--- Saved entries ---

────

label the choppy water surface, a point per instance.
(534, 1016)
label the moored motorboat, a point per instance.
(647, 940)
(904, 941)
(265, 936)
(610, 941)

────

--- What is needed ---
Repeat all the records without altering a single word.

--- Result ---
label the choppy water surface, a point per instance.
(534, 1016)
label the moored motorboat, a point per instance.
(647, 940)
(904, 941)
(265, 936)
(610, 941)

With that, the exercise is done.